→ Texto proporcionado
---

Para que el hombre fuese hombre, para que la dignidad, que le es propia por naturaleza, fuese ley, tuvieron que nacer los ilustrados y rodar muchas cabezas. Al final, de la sangre que regó los surcos de los campos de Francia surgió un hombre y un mundo nuevo que, heredando la historia del continente, creó una civilización hija de Grecia, de Roma y de la tradición judeocristiana: el hombre por encima de dioses, reyes o tiranos. El individuo como expresión máxima de la existencia.
Francia está sola en esa lucha: es lo único que nos queda en un continente donde sólo cuentan los números y los 'tontos por ciento'
La debilidad de las democracias liberales trajo a Europa el fantasma del totalitarismo. El nazismo y el comunismo fueron derrotados. Pero, décadas después, en una civilización acomodada y decadente se ha infiltrado el virus de un nuevo fascismo. Un islamismo radical que no es otra cosa que un totalitarismo teocrático que pretende someternos y destruir todo lo que somos.
Hoy, Francia está sola en esa lucha, para lo que se reafirma en sus valores, que son los de Europa. Y, a pesar de sus contradicciones y defectos, parece que es lo único que nos queda en un continente donde sólo cuentan los números y los “tontos por ciento”.
El populismo, fenómeno político propio de nuestros días, una ideología para analfabetos en una sociedad sin cultura política, ha calado hasta los huesos en Occidente, desde Donald Trump hasta Pablo Iglesias, y empieza a incendiar las calles y los Parlamentos en un impulso destructor con el que sólo se pretende reinar sobre las cenizas.
La crisis sanitaria ha remarcado más que nunca la desunión de una Europa, nacida de la II Guerra Mundial para ser el futuro, que cada vez pinta menos en un mundo globalizado. Estados Unidos, de vuelta de sí mismo, deja más espacio que nunca a las potencias herederas del comunismo. Lo peor de la tradición totalitaria, unido al capitalismo más salvaje. La negación del individuo como espoleta de una nueva esclavitud.
España, lejos de unirse al vecino en la batalla de la libertad, dedica su tiempo a destruirse a sí misma en medio de su mayor prueba. El peor Gobierno y la peor generación de políticos en el peor momento. El virus ha desenmascarado a una Unión Europea que es una pura farsa política, al igual que ha mostrado al mundo una España más invertebrada que nunca, carente de un proyecto nacional.

---

→ Listado de registros
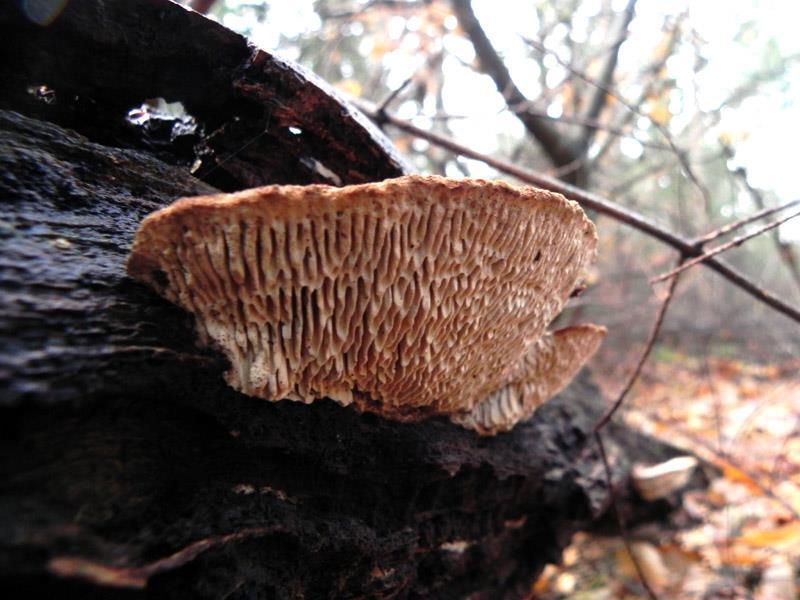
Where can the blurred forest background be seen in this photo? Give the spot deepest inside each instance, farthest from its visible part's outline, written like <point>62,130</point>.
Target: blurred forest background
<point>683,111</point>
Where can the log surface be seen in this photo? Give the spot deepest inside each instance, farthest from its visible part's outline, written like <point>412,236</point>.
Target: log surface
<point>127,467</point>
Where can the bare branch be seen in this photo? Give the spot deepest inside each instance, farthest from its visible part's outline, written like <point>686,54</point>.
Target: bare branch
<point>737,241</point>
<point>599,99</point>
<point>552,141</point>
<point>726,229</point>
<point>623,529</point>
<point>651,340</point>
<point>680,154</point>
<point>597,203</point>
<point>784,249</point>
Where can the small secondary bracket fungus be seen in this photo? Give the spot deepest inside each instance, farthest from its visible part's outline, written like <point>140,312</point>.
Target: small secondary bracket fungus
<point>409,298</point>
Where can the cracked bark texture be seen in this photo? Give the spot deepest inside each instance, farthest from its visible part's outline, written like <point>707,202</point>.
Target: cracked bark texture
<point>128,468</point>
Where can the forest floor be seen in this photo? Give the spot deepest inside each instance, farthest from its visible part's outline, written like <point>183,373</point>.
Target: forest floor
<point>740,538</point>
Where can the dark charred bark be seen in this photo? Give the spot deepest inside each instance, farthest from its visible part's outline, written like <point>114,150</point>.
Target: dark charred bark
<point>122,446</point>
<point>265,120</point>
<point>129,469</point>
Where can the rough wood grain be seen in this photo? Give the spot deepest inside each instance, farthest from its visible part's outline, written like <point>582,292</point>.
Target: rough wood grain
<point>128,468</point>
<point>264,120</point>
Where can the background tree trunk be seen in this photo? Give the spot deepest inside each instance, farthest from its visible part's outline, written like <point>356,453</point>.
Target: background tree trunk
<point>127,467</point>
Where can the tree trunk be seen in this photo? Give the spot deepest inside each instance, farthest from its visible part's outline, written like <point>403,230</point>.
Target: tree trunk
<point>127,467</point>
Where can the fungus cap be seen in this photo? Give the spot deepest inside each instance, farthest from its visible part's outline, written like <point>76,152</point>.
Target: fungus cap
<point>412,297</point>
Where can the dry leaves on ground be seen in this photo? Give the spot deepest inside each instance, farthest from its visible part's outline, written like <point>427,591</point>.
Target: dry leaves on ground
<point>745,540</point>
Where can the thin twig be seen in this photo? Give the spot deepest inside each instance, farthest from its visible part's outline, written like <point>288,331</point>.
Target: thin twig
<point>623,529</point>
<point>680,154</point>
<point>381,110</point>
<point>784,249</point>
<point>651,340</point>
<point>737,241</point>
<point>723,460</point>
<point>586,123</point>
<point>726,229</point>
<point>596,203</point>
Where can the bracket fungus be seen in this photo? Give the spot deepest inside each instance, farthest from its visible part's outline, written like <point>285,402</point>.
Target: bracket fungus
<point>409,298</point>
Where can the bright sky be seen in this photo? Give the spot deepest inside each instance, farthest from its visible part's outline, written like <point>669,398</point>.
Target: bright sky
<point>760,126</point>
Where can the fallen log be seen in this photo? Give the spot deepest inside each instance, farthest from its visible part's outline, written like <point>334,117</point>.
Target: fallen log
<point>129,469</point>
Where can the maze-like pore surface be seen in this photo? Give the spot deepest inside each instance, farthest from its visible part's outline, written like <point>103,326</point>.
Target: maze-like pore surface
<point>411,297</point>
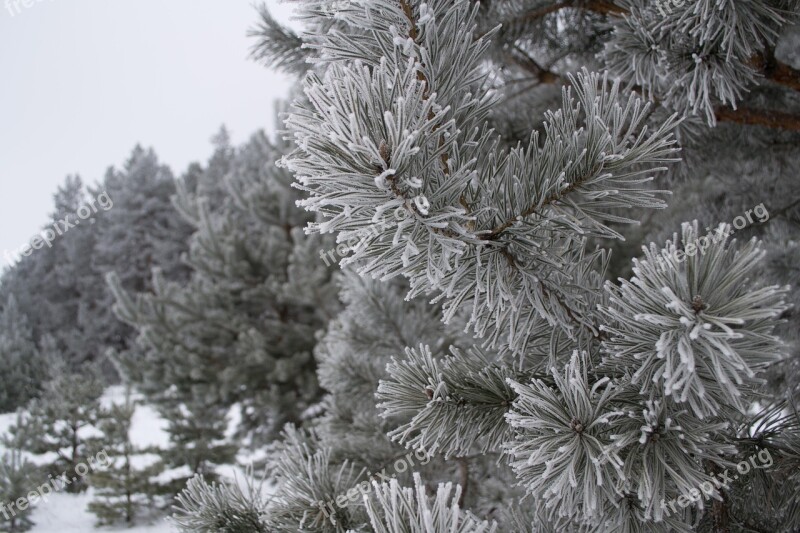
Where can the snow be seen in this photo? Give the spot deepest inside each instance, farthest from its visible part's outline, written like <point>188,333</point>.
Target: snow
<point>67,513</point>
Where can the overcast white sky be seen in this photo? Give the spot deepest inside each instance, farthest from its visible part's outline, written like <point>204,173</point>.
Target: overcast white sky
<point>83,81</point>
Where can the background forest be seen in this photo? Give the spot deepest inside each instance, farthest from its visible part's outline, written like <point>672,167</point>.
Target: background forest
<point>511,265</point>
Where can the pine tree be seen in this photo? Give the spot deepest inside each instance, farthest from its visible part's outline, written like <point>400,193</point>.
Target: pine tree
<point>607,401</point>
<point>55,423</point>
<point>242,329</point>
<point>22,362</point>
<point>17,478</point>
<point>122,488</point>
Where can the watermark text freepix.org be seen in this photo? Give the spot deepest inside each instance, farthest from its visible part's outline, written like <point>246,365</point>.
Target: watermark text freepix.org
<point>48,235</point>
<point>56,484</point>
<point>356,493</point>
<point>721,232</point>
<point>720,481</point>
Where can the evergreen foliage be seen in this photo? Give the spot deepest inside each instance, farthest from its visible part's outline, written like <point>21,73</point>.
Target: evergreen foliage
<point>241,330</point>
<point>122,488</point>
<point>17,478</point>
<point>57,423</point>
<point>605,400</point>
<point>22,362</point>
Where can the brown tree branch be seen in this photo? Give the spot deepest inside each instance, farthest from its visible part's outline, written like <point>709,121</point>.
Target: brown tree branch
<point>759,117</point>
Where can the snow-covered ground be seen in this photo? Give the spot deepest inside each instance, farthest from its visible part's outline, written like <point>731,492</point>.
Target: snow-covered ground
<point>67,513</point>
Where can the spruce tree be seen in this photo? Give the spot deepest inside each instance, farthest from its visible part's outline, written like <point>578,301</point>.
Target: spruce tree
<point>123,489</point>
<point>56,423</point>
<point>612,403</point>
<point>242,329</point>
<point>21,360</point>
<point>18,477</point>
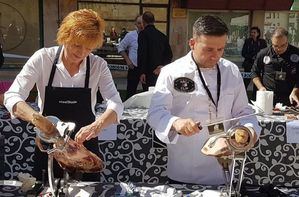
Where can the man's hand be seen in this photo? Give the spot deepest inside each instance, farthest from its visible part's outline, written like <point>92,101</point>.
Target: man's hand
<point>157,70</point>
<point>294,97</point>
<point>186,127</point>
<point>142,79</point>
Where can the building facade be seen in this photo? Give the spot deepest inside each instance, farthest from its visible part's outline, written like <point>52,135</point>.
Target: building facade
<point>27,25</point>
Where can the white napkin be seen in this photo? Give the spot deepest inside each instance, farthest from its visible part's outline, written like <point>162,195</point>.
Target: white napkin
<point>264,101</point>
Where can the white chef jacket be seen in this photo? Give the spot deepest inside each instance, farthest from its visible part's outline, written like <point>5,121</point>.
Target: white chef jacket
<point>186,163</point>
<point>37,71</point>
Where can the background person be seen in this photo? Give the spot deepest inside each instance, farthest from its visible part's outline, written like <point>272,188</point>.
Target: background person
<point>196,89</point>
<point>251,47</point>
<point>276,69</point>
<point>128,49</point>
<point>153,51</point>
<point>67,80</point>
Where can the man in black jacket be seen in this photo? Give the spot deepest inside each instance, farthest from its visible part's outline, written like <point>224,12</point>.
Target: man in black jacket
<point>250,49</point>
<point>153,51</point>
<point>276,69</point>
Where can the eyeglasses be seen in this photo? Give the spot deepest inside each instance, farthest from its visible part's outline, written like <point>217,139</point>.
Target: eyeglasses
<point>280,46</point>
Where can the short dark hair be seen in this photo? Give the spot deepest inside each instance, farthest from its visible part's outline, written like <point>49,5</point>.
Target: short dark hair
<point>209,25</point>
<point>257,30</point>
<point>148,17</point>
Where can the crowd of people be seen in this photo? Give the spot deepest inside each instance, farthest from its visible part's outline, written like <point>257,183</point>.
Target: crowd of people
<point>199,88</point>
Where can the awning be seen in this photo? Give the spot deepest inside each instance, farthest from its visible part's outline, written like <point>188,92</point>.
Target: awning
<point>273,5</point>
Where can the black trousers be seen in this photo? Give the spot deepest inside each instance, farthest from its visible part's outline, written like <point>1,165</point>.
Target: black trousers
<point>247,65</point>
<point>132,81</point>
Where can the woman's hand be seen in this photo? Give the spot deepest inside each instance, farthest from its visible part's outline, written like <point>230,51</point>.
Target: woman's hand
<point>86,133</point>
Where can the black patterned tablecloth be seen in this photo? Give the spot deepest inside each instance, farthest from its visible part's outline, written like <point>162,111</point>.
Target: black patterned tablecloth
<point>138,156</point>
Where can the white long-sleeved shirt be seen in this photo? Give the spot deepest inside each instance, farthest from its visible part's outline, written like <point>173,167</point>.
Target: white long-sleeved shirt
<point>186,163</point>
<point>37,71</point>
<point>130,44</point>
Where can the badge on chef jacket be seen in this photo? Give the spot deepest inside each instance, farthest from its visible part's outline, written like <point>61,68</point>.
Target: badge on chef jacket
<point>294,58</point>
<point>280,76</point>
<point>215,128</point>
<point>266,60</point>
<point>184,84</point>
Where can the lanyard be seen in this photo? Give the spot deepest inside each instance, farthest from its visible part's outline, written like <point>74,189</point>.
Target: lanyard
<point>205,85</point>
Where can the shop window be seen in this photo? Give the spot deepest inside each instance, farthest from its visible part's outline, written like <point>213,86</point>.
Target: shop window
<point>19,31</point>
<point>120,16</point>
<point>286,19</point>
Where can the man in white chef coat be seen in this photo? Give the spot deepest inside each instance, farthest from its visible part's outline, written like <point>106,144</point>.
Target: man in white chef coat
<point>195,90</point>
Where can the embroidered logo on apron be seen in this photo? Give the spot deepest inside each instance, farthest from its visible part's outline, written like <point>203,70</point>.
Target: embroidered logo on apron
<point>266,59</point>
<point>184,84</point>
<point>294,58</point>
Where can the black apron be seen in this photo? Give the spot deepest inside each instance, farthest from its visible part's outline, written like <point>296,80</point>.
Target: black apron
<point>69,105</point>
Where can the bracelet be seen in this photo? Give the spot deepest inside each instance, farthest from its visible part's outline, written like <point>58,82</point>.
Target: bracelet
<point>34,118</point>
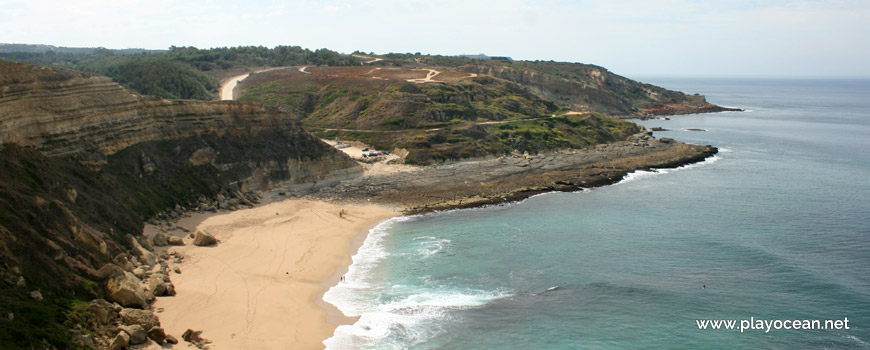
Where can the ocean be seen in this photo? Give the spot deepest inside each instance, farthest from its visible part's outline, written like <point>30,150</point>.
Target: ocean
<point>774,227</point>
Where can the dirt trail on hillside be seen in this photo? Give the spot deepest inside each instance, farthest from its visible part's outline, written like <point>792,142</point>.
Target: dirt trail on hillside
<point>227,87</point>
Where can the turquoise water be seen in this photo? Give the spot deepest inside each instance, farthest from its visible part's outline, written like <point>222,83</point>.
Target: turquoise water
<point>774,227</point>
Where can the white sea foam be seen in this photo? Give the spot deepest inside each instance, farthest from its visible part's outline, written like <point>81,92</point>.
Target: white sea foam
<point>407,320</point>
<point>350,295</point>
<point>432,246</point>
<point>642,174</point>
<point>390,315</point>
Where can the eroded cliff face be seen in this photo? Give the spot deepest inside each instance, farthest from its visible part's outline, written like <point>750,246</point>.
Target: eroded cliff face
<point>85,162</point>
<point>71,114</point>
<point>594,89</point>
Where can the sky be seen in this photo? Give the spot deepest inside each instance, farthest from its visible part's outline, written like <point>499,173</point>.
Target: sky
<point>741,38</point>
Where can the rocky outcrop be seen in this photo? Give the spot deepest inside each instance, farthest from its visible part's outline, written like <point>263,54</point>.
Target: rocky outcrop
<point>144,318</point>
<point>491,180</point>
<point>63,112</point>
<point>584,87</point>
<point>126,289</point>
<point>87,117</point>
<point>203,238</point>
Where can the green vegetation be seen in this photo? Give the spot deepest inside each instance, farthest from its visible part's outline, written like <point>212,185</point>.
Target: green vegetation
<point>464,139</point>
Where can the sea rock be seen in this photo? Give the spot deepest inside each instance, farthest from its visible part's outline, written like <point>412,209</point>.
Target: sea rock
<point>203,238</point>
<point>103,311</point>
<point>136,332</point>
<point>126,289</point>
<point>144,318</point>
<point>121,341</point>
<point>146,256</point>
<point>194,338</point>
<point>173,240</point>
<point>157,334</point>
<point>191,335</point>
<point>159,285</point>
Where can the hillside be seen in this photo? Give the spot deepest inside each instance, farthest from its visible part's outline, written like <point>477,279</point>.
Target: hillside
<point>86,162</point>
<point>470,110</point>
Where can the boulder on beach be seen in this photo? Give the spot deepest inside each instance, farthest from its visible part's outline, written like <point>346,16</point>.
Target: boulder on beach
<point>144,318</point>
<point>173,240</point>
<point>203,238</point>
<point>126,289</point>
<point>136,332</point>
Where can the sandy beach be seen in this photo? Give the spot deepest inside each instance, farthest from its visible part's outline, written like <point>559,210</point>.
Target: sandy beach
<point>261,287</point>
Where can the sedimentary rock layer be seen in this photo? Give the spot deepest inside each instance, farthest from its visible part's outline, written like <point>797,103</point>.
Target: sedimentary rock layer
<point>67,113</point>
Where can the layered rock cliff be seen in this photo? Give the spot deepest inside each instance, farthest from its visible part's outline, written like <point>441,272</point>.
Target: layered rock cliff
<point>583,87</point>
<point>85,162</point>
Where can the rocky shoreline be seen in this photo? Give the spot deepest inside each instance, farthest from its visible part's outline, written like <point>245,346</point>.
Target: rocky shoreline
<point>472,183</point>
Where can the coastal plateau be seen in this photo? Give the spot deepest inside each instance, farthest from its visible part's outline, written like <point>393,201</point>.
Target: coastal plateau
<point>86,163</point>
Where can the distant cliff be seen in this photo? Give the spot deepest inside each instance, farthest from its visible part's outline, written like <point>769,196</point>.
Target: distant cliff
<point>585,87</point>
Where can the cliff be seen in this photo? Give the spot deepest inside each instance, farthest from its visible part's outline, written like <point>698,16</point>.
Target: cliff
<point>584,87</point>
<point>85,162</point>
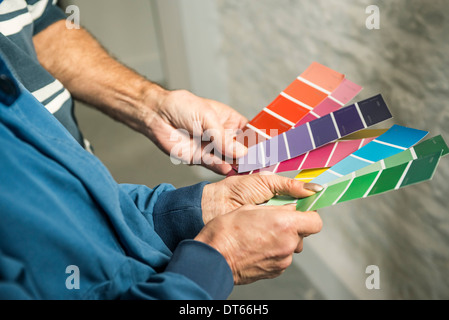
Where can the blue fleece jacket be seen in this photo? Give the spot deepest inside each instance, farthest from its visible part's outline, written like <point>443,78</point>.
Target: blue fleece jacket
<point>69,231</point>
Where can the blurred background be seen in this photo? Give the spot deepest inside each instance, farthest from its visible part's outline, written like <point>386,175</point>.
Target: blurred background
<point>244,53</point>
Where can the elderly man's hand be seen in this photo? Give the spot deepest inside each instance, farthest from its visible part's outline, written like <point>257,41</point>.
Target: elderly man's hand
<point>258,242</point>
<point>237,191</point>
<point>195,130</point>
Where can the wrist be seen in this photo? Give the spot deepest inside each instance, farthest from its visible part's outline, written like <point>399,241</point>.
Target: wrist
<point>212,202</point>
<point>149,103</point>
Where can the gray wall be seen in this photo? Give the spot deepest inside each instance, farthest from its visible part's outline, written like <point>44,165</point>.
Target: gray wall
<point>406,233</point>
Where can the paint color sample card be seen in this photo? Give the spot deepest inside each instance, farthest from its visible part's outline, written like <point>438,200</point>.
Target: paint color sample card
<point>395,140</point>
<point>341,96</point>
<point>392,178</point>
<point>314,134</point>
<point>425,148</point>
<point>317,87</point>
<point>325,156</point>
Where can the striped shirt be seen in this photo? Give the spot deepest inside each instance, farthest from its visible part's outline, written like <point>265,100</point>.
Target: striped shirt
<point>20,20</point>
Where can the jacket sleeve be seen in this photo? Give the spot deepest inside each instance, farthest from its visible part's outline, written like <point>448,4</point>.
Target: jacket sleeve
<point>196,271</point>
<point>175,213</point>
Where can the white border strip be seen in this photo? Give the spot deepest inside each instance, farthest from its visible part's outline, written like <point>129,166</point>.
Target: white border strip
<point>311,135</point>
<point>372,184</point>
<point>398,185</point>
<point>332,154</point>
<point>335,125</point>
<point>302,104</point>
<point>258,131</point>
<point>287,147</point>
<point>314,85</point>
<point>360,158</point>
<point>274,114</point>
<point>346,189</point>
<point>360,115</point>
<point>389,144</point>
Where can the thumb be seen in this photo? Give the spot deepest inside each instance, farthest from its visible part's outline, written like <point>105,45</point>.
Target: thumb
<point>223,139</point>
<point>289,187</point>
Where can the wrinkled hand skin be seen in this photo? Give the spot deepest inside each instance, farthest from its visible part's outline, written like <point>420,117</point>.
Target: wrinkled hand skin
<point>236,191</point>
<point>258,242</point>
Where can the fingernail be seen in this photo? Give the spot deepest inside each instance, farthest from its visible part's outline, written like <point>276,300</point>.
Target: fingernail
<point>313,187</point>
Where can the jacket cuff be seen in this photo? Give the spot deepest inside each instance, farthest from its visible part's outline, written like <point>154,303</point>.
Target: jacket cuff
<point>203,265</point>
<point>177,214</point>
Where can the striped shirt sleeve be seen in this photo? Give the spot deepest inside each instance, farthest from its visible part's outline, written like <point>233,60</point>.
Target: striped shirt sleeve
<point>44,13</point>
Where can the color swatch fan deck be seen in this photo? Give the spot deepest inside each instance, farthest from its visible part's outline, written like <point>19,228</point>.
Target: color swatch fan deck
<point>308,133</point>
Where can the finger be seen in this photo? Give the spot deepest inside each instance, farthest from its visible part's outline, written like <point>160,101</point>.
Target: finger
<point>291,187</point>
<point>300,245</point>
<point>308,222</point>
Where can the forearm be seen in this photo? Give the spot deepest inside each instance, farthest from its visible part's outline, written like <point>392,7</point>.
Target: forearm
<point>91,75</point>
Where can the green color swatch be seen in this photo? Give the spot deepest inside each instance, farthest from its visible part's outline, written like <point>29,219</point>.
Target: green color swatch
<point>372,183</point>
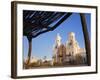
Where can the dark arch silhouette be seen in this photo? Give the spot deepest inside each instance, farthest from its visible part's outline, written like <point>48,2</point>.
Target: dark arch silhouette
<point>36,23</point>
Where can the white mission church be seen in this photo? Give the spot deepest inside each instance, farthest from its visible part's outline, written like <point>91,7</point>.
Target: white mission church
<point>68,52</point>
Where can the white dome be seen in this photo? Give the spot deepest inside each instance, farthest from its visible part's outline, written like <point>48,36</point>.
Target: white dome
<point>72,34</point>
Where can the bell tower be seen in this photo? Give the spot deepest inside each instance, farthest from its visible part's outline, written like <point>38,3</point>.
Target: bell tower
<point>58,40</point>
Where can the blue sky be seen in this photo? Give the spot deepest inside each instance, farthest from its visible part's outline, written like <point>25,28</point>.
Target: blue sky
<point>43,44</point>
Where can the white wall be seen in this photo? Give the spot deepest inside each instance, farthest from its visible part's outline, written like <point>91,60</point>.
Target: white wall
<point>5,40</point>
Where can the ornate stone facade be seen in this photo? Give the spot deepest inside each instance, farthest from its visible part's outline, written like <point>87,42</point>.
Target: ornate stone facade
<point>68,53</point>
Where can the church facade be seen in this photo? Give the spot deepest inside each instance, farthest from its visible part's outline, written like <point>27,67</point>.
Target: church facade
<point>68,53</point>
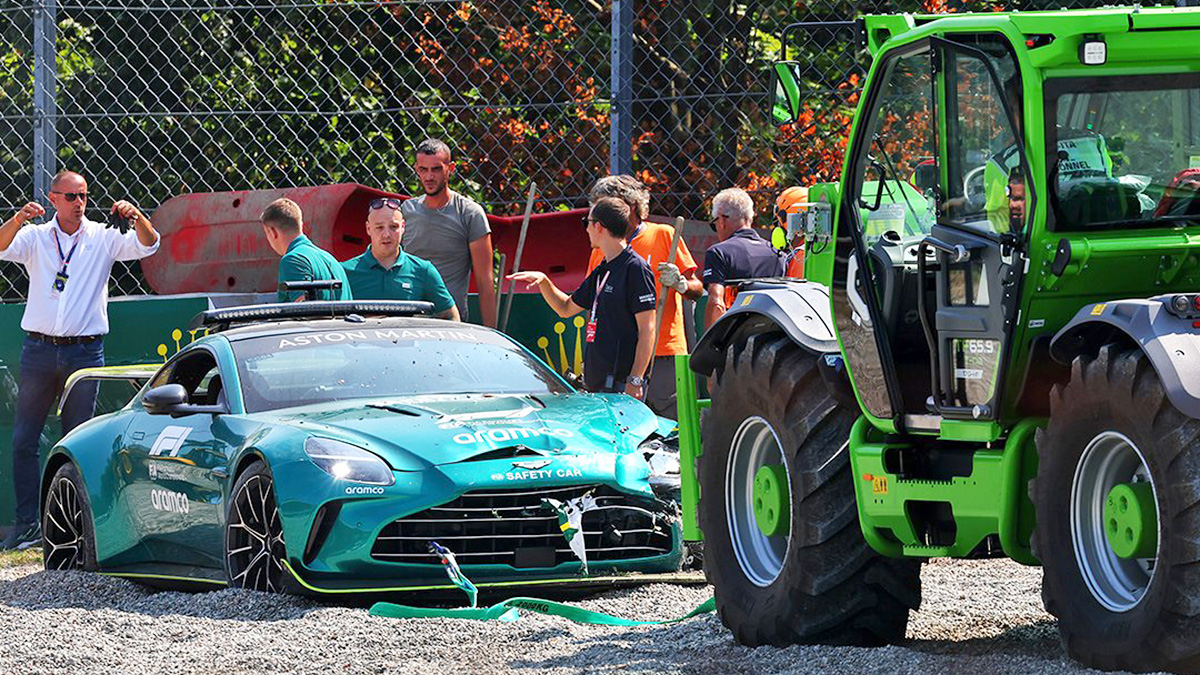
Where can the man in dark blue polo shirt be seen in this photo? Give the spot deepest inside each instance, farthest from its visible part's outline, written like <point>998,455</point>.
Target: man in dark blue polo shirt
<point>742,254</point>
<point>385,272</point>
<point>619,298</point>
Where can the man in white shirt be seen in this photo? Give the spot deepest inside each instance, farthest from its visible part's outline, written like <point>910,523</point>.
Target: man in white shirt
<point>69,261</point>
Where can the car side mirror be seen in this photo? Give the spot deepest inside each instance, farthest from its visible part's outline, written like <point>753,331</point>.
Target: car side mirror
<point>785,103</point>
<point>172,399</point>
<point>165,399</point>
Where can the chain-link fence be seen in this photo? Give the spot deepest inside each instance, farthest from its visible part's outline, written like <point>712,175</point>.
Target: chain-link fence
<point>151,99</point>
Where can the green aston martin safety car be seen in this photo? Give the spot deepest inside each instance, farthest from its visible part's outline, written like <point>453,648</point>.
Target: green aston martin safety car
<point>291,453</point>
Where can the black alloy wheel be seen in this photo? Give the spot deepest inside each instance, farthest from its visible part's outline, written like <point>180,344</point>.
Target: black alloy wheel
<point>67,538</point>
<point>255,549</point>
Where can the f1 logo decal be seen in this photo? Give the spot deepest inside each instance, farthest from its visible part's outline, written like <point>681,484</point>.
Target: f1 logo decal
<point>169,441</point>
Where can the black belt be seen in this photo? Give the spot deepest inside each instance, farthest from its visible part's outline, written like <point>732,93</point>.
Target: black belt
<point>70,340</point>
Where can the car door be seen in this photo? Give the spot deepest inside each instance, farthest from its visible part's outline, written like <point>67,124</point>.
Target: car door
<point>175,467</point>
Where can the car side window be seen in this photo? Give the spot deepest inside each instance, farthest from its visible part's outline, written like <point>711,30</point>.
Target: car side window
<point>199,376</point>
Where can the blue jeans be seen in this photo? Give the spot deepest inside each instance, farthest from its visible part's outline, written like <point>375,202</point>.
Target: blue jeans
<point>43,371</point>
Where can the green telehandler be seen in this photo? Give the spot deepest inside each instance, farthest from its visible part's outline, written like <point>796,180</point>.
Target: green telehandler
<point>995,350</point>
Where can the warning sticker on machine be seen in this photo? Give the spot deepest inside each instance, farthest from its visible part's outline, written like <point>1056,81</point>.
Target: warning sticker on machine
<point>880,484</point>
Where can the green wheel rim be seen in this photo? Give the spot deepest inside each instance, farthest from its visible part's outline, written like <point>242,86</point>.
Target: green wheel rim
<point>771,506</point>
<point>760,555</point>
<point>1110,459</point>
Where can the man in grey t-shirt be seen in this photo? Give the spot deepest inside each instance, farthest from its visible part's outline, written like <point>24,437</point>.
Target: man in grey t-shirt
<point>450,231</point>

---

→ Lista de tareas
**1)** En el texto sobre Francia y Europa, ¿qué dos totalitarismos fueron derrotados tras la debilidad de las democracias liberales?
**2)** Enumera las tres herencias de las que, según el texto sobre Francia y Europa, es hija la civilización surgida en Francia.
**3)** Prosigue el texto sobre Francia y Europa a partir de su última oración.

→ Respuestas
**1)** El nazismo y el comunismo.

**2)** Grecia, Roma y la tradición judeocristiana.

**3)**
Persiguen perpetuar tensiones artificiales, mantener en el poder a unas elites que son las únicas responsables de la agitación
La “unidad de destino en lo universal”, poética definición de nación que le copiaron a José Ortega y Gasset, es hoy un conglomerado de regionalismos que persiguen acrecentar las diferencias para perpetuar tensiones artificiales que nos destrozan. Su objetivo es mantener en el poder a unas elites dirigentes que son, a la postre, las únicas responsables de la agitación y del odio entre nosotros.
Arturo Pérez-Reverte subió a Twitter hace tiempo varias fotos de combatientes de las dos Españas en el frente de Teruel: la misma cara de hambre, de dolor, de cansancio, de desesperanza… Ningún detalle, ni siquiera los harapos, nos permiten deducir si son de un bando o de otro. Todos son españoles sufriendo, llevados al extremo por aquellos que, mientras ellos tragaban sangre y polvo, caminaban sobre moqueta.
Tras los mejores 40 años de nuestra historia, con una libertad y un desarrollo económico sin parangón, la crisis sanitaria ha facilitado el escenario perfecto para el definitivo ataque a la España del 78. La única que ha garantizado la concordia en los últimos siglos de nuestra existencia.
Mientras se moría una generación de españoles, abandonados a su suerte en las residencias por una sociedad que les debe todo, hemos asistido impasibles a ataques furibundos contra la Jefatura del Estado y el Poder Judicial, mientras el Poder Legislativo queda controlado y arrinconado con la excusa de la pandemia, y la violencia germina avivada por parte del propio Gobierno.
Como Raúl del Pozo, cuando le coge el teléfono al Emérito, solo me queda exclamar: “¡Viva la república… francesa!”.
*** Cristóbal Villalobos es historiador y escritor.